====== BRANO SCELTO
“Gesù di Nazareth invita gli esseri umani a realizzare l’umanità secondo Dio.

Bisogna essere assai limitati per ritenere che il cristianesimo si sia compiuto, che sia stato pienamente realizzato, nel IV secolo, secondo alcuni, nel XIII, secondo altri, nel XVI, secondo altri ancora.

In realtà il cristianesimo ha mosso solamente i suoi primi passi, e sono stati passi timidi nella storia del genere umano.

Molti insegnamenti di Gesù rimangono tuttora incomprensibili ai nostri orecchi.

E di fatto, mentre la freccia scoccata dal vangelo ha come bersaglio l’eternità, noi siamo ancora dei neanderthaliani dello spirito.”

Ho pensato a lungo come augurare buon Natale alle mie lettrici e ai miei lettori, al termine di un anno che ha messo tutti noi alla prova, per molti motivi.
============
====== RECORD DEL DATASET
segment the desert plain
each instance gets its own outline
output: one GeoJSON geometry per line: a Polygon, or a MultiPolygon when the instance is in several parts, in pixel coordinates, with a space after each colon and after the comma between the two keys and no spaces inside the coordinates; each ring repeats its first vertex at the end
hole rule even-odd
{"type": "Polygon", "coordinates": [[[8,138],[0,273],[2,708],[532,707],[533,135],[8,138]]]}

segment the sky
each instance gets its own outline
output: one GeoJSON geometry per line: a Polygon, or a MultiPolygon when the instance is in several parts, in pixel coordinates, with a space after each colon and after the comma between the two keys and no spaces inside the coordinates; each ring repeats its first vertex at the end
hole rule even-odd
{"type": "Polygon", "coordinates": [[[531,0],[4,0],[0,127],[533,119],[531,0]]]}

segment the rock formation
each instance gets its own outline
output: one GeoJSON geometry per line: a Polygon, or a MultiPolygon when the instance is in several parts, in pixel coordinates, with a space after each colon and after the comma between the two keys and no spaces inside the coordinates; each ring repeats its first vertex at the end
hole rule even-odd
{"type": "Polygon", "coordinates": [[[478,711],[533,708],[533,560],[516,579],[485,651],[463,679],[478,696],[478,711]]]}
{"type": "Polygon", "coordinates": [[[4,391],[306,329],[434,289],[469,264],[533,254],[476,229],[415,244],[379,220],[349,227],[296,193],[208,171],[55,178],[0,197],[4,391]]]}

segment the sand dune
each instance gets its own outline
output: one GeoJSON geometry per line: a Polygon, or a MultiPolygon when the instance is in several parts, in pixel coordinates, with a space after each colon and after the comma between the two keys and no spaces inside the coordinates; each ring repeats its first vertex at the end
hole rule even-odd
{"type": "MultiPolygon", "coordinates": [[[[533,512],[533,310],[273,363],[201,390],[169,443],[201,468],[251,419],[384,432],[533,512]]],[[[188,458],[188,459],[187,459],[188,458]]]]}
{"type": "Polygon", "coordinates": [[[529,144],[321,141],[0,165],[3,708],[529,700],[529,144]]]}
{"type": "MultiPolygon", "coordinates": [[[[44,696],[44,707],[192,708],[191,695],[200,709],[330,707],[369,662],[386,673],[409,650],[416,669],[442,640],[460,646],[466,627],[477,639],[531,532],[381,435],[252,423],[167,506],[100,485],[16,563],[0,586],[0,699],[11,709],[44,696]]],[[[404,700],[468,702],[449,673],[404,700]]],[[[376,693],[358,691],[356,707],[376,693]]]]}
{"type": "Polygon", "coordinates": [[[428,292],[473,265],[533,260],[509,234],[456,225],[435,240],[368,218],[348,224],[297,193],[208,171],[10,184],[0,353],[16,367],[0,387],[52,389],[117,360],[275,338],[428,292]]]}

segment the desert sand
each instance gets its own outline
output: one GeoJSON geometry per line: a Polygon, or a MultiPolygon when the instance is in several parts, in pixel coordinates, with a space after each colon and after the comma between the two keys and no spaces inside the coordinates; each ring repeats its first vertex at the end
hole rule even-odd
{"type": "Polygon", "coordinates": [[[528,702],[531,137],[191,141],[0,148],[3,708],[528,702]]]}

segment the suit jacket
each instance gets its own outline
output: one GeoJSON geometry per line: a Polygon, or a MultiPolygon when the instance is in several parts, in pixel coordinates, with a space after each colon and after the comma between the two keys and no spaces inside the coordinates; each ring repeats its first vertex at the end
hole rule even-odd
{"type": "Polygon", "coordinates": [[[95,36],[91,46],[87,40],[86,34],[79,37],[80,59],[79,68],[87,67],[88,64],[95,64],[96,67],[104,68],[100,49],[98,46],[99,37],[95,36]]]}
============
- DA FARE -
Trascrivi parola per parola la parte del brano scelto che si apre con le parole contenenti "Ho pensato a" e si chiude con "per molti motivi.".

- RISPOSTA QUI SOTTO -
Ho pensato a lungo come augurare buon Natale alle mie lettrici e ai miei lettori, al termine di un anno che ha messo tutti noi alla prova, per molti motivi.